[Excerpts of annotation records]
==*==
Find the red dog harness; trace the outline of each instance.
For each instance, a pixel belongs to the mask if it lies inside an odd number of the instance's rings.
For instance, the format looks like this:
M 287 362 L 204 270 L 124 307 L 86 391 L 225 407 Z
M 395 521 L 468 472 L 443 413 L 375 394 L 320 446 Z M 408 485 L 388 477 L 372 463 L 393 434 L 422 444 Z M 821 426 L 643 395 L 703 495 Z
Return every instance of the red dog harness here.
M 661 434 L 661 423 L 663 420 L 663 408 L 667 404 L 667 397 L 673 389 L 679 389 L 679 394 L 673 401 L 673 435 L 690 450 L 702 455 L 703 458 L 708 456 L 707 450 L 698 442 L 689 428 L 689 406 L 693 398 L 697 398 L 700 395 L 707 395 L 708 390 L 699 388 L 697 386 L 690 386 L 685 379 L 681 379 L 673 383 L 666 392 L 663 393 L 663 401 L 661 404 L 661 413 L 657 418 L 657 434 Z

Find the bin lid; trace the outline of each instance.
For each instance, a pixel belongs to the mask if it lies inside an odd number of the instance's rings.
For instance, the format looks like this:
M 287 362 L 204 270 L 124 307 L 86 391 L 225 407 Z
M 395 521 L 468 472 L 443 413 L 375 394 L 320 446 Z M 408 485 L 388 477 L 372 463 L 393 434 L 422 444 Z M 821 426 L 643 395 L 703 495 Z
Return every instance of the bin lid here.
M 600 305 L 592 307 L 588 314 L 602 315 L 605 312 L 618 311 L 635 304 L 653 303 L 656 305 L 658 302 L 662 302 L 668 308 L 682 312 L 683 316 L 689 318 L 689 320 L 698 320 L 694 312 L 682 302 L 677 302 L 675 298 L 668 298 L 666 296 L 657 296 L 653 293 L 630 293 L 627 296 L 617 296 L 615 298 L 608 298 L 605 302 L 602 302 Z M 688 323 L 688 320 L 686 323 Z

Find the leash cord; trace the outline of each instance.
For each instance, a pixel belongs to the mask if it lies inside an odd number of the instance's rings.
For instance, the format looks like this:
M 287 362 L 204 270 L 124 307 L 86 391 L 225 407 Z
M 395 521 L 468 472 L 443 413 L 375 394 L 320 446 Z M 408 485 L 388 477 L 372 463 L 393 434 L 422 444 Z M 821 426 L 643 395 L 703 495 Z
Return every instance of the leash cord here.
==*==
● Given instruction: Faithfully reproduce all of the records, character for character.

● Written response:
Find the red dog harness; trace the outline of each instance.
For each instance, a pixel belongs to the mask if it lies inside an odd number of the instance's rings.
For instance, the format looks like this:
M 287 362 L 204 270 L 124 307 L 86 391 L 225 407 Z
M 395 521 L 468 472 L 443 413 L 375 394 L 320 446 Z M 408 485 L 388 477 L 372 463 L 393 434 L 422 444 Z M 821 426 L 643 395 L 703 495 Z
Return every instance of the red dog harness here.
M 661 434 L 661 423 L 663 420 L 663 408 L 667 404 L 667 397 L 673 389 L 679 389 L 679 394 L 673 401 L 673 435 L 690 450 L 702 455 L 703 458 L 708 456 L 707 450 L 698 442 L 689 428 L 689 406 L 693 398 L 697 398 L 700 395 L 707 395 L 708 390 L 699 388 L 697 386 L 690 386 L 685 379 L 681 379 L 673 383 L 666 392 L 663 393 L 663 401 L 661 404 L 661 413 L 657 418 L 657 434 Z

Find the bin lid; trace the outline of each instance.
For each instance, a pixel belongs to the mask if it lies inside an odd number of the instance's rings.
For instance, the format looks like this:
M 287 362 L 204 270 L 124 307 L 86 391 L 225 407 Z
M 395 521 L 468 472 L 443 413 L 375 394 L 320 446 Z M 408 485 L 388 477 L 372 463 L 393 434 L 422 444 Z M 821 426 L 643 395 L 703 495 Z
Return every instance of the bin lid here.
M 600 305 L 592 307 L 588 314 L 602 315 L 605 312 L 618 311 L 635 304 L 653 303 L 656 305 L 658 302 L 662 302 L 668 308 L 682 312 L 683 316 L 689 318 L 689 320 L 698 320 L 694 312 L 682 302 L 677 302 L 675 298 L 668 298 L 666 296 L 657 296 L 653 293 L 630 293 L 627 296 L 617 296 L 615 298 L 608 298 L 605 302 L 602 302 Z M 688 323 L 688 320 L 686 323 Z

Find the leash cord; trace the outline of each instance.
For each instance, a pixel belongs to the mask if it lies inside an odd number of the instance's rings.
For instance, the format looks like this:
M 287 362 L 204 270 L 124 307 L 86 391 L 225 407 Z
M 395 521 L 468 472 L 443 413 L 375 394 L 320 446 Z M 408 485 L 388 477 L 372 463 L 393 434 L 422 444 Z M 821 426 L 643 395 L 703 495 Z
Return every instance of the leash cord here.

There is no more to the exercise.